Coding the Mandelbrot Set

A mirror of a post written a long time ago in a galaxy far away.

Saturday, January 10, 2015 · 5 min read

I wrote this post a long time ago. I had become obsessed with the Mandelbrot Set after reading Professor Stewart’s Cabinet of Mathematical Curiosities, and had spent the better part of a weekend scouring the Internet for information on how to plot it. That is, information I could understand at that age. Watching the correct Mandelbrot Set appear line-by-line over the course of three hours on my mom’s old Mac was one of the more exhilerating computer-science experiences I have had.

The post first appeared on the Scratch forums on April 20, 2011 along with its accompanying Scratch implementation. In the interests of documentation and preservation, I decided to post a copy of this on my blog. Despite many temptations to change things—grammar, spelling, wording, and even some technical details—the text is identical to that posted on the forums. The purpose of posting this is not to convey the actual content to an audience, but to remind myself of how I sounded in the past and to reflect on how I sound now.

Since I do not, of course, retain a copy of the original BBCode, the text has been reformatted in Markdown. Code is left unchanged, though I was tempted to rewrite scripts using the wonderful Scratchblocks2 renderer (this post predates even the original Scratchblocks). I have also made an effort to convert the equations contained herein to MathJax/LaTeX-worthy formats to facilitate reading. This is, of course a tradeoff: I lose the original formatting of the equations (which was delightful in itself) and make the text significantly less legible in its Markdown source. I hope I have made the right decision here. The original equations can always be viewed at the archive linked above.

This is a guide on plotting the Mandelbrot Set. It’s divided into 3 parts: What is the Mandelbrot Set?, Understanding the Algorithm, and Programming the algorithm. Here is a project on plotting it, if you don’t get it.

▬▬▬▬▬▬▬▬▬▬

§ **Direction 1**:
Count the lines in the rows that contain the string "butterfly", treating uppercase and lowercase letters as different, and give only the number.
The rows have nothing to do with the Mandelbrot Set post.

§ **Source data**:
▬▬▬▬▬▬▬▬▬▬

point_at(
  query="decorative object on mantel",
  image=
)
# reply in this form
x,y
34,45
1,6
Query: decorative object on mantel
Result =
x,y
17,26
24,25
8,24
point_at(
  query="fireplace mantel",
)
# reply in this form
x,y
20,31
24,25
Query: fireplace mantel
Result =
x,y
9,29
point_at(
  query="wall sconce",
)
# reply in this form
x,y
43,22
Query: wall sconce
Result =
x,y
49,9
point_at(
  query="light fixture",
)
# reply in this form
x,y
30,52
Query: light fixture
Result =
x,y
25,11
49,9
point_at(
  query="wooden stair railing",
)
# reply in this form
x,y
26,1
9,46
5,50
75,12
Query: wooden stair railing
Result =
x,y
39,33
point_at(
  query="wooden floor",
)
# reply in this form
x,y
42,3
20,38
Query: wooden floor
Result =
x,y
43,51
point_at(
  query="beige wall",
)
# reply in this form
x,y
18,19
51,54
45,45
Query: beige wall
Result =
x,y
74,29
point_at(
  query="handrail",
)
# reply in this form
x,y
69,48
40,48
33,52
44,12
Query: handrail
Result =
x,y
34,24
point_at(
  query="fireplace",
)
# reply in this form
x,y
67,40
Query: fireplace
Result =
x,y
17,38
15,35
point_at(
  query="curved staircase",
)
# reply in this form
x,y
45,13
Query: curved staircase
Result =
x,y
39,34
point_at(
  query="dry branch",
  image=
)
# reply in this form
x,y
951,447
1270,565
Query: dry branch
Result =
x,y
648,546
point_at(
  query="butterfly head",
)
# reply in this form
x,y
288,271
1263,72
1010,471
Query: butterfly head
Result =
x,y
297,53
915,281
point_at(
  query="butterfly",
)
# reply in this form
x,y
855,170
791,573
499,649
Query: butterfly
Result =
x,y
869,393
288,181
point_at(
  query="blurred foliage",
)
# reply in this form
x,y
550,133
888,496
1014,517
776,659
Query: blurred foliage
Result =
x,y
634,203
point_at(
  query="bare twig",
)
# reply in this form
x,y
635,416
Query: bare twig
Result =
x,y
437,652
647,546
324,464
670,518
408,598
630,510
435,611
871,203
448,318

▬▬▬▬▬▬▬▬▬▬

§ **Direction 2**:
Retype the part of the Mandelbrot Set post that opens with the words containing "Coding the Mandelbrot" and closes with "I have had.", without changing any character.

§ **Final result 1**:
4

§ **Final result 2**:
Coding the Mandelbrot Set

A mirror of a post written a long time ago in a galaxy far away.

Saturday, January 10, 2015 · 5 min read

I wrote this post a long time ago. I had become obsessed with the Mandelbrot Set after reading Professor Stewart’s Cabinet of Mathematical Curiosities, and had spent the better part of a weekend scouring the Internet for information on how to plot it. That is, information I could understand at that age. Watching the correct Mandelbrot Set appear line-by-line over the course of three hours on my mom’s old Mac was one of the more exhilerating computer-science experiences I have had.